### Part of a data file
● ● ● ● ● ● ●

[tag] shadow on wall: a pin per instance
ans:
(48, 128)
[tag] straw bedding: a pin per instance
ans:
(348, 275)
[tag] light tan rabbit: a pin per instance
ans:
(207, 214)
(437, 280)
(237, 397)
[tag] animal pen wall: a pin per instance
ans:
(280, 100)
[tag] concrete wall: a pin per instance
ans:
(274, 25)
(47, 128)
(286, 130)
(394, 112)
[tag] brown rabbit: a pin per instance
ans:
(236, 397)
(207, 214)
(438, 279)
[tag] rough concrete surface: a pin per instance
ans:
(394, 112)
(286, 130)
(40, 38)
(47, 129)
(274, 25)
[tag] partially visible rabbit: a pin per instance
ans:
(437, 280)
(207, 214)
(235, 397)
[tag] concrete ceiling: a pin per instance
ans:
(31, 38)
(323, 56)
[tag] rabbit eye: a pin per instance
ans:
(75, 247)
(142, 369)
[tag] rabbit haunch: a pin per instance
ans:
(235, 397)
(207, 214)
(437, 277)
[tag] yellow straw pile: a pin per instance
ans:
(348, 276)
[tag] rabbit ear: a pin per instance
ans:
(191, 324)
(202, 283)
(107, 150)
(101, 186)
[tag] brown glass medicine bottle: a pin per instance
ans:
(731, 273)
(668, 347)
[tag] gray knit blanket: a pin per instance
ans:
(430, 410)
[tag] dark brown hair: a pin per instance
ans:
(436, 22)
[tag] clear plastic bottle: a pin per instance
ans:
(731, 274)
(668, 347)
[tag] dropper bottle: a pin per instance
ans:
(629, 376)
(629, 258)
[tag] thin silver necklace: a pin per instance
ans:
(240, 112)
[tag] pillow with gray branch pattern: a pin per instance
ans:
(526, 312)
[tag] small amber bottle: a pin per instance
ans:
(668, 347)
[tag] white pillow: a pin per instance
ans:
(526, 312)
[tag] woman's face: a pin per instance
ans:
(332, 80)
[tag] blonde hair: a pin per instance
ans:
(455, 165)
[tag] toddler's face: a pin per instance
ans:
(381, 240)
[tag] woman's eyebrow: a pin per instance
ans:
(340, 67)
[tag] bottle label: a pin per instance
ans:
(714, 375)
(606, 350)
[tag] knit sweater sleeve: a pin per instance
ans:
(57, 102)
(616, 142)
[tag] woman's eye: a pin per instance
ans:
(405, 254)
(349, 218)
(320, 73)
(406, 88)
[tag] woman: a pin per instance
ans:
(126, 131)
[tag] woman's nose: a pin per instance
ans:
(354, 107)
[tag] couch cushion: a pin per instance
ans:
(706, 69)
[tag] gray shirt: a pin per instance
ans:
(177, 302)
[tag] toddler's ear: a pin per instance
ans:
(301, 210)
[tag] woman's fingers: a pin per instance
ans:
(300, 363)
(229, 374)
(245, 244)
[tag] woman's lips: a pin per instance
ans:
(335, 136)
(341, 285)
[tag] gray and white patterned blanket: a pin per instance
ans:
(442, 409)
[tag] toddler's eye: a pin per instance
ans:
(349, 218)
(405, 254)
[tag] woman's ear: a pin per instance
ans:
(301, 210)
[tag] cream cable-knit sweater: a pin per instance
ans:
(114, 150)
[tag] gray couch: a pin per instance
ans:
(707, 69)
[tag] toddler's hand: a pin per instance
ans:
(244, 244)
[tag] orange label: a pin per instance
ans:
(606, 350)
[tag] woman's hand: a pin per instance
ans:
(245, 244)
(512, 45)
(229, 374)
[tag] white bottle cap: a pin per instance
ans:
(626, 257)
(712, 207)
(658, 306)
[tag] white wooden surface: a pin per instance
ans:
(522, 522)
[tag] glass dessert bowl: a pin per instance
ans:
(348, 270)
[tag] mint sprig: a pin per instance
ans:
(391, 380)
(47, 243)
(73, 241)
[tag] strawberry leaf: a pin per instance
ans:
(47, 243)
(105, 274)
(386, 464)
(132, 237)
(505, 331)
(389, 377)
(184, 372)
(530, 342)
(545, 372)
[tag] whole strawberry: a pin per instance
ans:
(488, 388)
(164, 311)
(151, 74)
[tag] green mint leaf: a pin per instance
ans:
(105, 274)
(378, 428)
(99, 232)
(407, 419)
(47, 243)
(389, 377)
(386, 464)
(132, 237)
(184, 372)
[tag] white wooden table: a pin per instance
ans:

● ● ● ● ● ● ●

### Stated problem
Reproduce every line of the stretch from the line containing "[tag] glass dessert bowl: a pin per instance" through the end of the material, and scale each coordinate in the answers by 1.65, rounding to whole numbers with halves going up.

### Finished answer
[tag] glass dessert bowl: a pin per instance
ans:
(574, 446)
[tag] mint sprig: a pin per instance
ans:
(645, 627)
(78, 401)
(120, 398)
[tag] strawberry leaf: a pin per instance
ans:
(78, 401)
(173, 452)
(637, 766)
(218, 391)
(833, 546)
(642, 622)
(304, 614)
(875, 564)
(899, 614)
[tag] whole strawberry: a pin per instance
ans:
(805, 640)
(271, 513)
(249, 122)
[tag] green mint leaf: a pin per instance
ans:
(173, 452)
(624, 706)
(163, 383)
(672, 691)
(78, 401)
(642, 622)
(637, 766)
(218, 391)
(304, 614)
[tag] white wooden table: a pin per instance
ans:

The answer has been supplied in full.